- **Die Aufgaben**:
1 - Ab wie vielen Chars wird die Signatur laut dem Forenthread zu den Visitenkarten zu groß?
2 - Übersetze den Satz „Von Leuten wie euch lebt eure (unsere) Gemeinschaft!“ aus dem Forenthread zu den Visitenkarten ins Englische.

# Visitenkarten auch anders?



## steven (21. Mai 2005)

> Hi,
> 
> vorweg will ich hier mal die Leute loben, die sich die ganze Mühe gemacht haben und blasc und alles was dazu gehört erstellt haben und warten!
> Die ganze Sache ist richtig klasse geworden, und wertet das Game noch mal um 10% auf! Von Leuten wie euch lebt eure (unsere) Gemeinschaft!
> ...




So, zur Frage!

gibt es eine möglichkeit, die Visitenkarten auch kleiner anzubieten? Von meinem Bekanntenkreis nutzen der größte Teil die VS, und in unserem Forum stehen die in der Signatur! Naja, so wie hier auch!
Doch bei mehr als 2 Char wird die Sig zu groß!

Des weiteren würde mich auch eine etwas größer VS reizen! Die z.Z. auf eine HP gestellt werden kann!
Auf dieser VS könnten dann ja vielleicht Zusatzdaten auftauchen! Gold, alle Berufe (angeln, kochen,...) und der genau skill (234/300), oder so!?

Naja, das sicht einfach meine 2 gedanken!

mfg


----------



## AkaiTora (22. Mai 2005)

Hmm, hab mich neu angemeldet und würde gern erfahren
wo ich meine Visitenkarte herbekomme. Hab BLASC
gedownloadet und mich angemeldet, was nu?

Greetz
AkaiTora

//EDIT: Hat sich erledigt.


----------

- **Extrahierte Daten**:
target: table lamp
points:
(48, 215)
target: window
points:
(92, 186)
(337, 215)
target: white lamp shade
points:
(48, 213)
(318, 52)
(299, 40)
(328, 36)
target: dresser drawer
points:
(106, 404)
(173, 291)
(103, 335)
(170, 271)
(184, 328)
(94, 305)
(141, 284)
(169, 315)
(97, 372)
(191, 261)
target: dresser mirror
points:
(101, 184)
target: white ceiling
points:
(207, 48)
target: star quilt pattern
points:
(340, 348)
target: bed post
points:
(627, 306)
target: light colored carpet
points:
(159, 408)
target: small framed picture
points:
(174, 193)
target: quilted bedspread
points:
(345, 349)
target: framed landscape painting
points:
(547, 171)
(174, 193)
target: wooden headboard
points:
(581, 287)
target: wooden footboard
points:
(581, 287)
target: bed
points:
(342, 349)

- **Lösungen**:
1 - Bei mehr als 2 Char.

2 - Your (our) community thrives on people like you!